*** DATA EXTRACT
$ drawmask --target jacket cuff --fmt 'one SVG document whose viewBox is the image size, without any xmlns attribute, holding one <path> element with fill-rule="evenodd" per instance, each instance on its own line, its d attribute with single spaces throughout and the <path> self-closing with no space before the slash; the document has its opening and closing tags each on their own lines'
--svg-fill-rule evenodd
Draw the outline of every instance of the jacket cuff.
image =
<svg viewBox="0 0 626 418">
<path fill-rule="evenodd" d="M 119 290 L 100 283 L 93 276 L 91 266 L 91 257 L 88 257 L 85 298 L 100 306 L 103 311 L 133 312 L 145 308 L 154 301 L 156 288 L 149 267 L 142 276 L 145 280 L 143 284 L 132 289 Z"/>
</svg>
******
### TASK DETAILS
All lines from the one with "Draw the outline" through the end of the material above are to be printed exactly, and only those.

### FINISHED TASK
Draw the outline of every instance of the jacket cuff.
image =
<svg viewBox="0 0 626 418">
<path fill-rule="evenodd" d="M 119 290 L 100 283 L 93 276 L 91 266 L 91 257 L 88 257 L 85 298 L 100 306 L 103 311 L 133 312 L 145 308 L 154 301 L 156 288 L 149 267 L 142 276 L 145 280 L 143 284 L 132 289 Z"/>
</svg>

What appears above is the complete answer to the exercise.